EXTRAIT DU DOCUMENT.

========================================

En effet, pourquoi ces périls sur le parc immobilier existant de nos villes s’aggravent-ils et pourquoi les événements affectant nos patrimoines urbains se multiplient-ils? Le dérèglement climatique, lorsqu’il n’en est pas la cause directe, accentue et catalyse ces phénomènes, en éprouvant nos immeubles et les plus fragiles d’entre eux par priorité. Les pouvoirs publics doivent être moteurs dans l’amélioration de l’habitat. Les maires en tête disposent d’outils spécifiques et de plus de moyens d’autorité, dont ils doivent faire usage, après le rapport et la proposition de loi qui s’en est suivie à l’initiative du député Guillaume Vuilletet, inspirés par le drame de la rue d’Aubagne singulièrement.

========================================

[Données d'ancrage de points sur image]
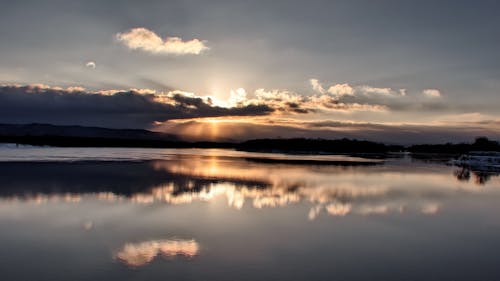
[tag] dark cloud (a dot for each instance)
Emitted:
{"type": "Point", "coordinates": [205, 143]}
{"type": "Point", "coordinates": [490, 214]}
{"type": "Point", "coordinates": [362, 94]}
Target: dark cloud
{"type": "Point", "coordinates": [121, 109]}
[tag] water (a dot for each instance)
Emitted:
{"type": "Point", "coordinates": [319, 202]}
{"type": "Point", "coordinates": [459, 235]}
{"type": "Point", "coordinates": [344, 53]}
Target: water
{"type": "Point", "coordinates": [154, 214]}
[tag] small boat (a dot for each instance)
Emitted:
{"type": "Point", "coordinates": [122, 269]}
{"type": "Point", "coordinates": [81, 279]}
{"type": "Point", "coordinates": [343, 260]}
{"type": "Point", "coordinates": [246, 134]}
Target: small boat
{"type": "Point", "coordinates": [479, 161]}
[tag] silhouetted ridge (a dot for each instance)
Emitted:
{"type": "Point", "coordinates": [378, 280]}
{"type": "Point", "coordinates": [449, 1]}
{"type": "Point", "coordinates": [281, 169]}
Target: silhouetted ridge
{"type": "Point", "coordinates": [317, 145]}
{"type": "Point", "coordinates": [480, 144]}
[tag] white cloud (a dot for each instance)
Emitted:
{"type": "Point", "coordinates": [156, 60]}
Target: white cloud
{"type": "Point", "coordinates": [317, 86]}
{"type": "Point", "coordinates": [146, 40]}
{"type": "Point", "coordinates": [432, 93]}
{"type": "Point", "coordinates": [91, 64]}
{"type": "Point", "coordinates": [374, 90]}
{"type": "Point", "coordinates": [341, 90]}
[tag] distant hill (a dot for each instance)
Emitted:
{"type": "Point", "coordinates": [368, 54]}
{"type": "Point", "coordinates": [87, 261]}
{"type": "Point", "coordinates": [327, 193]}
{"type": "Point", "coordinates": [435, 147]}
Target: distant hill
{"type": "Point", "coordinates": [80, 136]}
{"type": "Point", "coordinates": [36, 129]}
{"type": "Point", "coordinates": [302, 145]}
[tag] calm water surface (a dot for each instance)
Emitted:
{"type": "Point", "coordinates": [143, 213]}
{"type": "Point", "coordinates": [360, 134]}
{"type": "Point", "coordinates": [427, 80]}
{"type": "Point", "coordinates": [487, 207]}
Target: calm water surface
{"type": "Point", "coordinates": [163, 214]}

========================================

CONSIGNE.
Réécris l'extrait sur les périls qui menacent le bâti urbain en commençant par « En effet, pourquoi » et en poursuivant jusqu'à « rue d’Aubagne singulièrement. », avec « changement climatique » à la place de « dérèglement climatique ».

RÉSULTAT OBTENU.
En effet, pourquoi ces périls sur le parc immobilier existant de nos villes s’aggravent-ils et pourquoi les événements affectant nos patrimoines urbains se multiplient-ils? Le changement climatique, lorsqu’il n’en est pas la cause directe, accentue et catalyse ces phénomènes, en éprouvant nos immeubles et les plus fragiles d’entre eux par priorité. Les pouvoirs publics doivent être moteurs dans l’amélioration de l’habitat. Les maires en tête disposent d’outils spécifiques et de plus de moyens d’autorité, dont ils doivent faire usage, après le rapport et la proposition de loi qui s’en est suivie à l’initiative du député Guillaume Vuilletet, inspirés par le drame de la rue d’Aubagne singulièrement.